GIVEN EXERCISE: Select and copy each line of the records below that contains the word "white". Case counts when matching.
[begin MATERIALS PROVIDED]
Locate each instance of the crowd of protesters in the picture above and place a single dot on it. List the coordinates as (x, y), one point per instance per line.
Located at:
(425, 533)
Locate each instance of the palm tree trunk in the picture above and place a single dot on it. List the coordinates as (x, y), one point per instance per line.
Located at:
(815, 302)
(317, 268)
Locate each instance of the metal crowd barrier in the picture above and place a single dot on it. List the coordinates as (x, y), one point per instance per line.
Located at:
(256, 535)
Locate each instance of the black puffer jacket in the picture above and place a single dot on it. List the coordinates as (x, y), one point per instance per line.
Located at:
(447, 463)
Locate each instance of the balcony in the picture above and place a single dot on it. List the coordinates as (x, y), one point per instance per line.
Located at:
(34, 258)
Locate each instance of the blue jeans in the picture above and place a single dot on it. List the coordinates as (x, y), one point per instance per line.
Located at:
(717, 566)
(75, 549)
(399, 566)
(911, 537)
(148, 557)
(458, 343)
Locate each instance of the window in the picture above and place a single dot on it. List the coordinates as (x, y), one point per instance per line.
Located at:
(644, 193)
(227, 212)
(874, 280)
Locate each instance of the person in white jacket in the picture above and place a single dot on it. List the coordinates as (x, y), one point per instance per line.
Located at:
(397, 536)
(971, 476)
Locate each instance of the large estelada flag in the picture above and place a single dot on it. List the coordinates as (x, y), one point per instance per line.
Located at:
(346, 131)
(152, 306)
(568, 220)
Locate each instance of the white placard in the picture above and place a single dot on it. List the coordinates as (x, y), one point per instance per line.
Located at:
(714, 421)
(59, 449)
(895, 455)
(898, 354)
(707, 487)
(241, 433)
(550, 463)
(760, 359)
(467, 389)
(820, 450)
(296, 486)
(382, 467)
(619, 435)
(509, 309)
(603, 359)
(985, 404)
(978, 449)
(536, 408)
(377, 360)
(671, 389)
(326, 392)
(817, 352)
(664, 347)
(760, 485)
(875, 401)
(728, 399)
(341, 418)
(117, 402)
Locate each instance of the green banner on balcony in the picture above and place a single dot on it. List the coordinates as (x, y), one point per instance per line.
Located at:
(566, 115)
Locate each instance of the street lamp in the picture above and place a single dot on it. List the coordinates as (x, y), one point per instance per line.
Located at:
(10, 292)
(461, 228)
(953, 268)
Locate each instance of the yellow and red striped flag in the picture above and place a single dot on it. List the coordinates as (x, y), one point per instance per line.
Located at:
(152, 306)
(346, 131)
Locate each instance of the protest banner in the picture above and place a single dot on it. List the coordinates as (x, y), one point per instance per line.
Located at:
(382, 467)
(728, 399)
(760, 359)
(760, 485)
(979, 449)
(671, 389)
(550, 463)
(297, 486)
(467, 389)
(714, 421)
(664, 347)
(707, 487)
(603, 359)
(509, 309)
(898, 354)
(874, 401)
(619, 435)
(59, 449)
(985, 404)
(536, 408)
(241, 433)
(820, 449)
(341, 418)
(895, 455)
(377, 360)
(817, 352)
[end MATERIALS PROVIDED]
[begin MATERIALS PROVIDED]
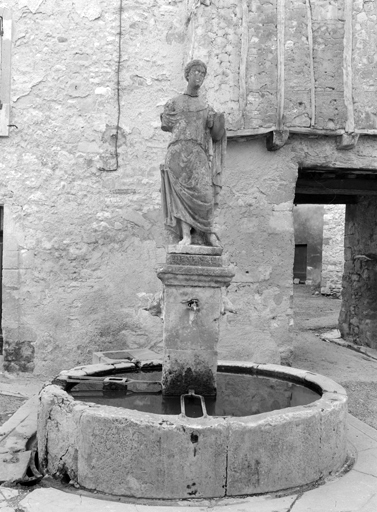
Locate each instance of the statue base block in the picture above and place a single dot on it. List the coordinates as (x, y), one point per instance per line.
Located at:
[end MATERIALS PROVIDED]
EXERCISE RESULT:
Locate each instance of the person in white jacket in the picture above and place a single dot on it. List the coordinates as (x, y), one point per instance per line.
Locate each instance of the white placard in the picture above and place a single dot on it. List the coordinates as (x, y), one point per instance per line.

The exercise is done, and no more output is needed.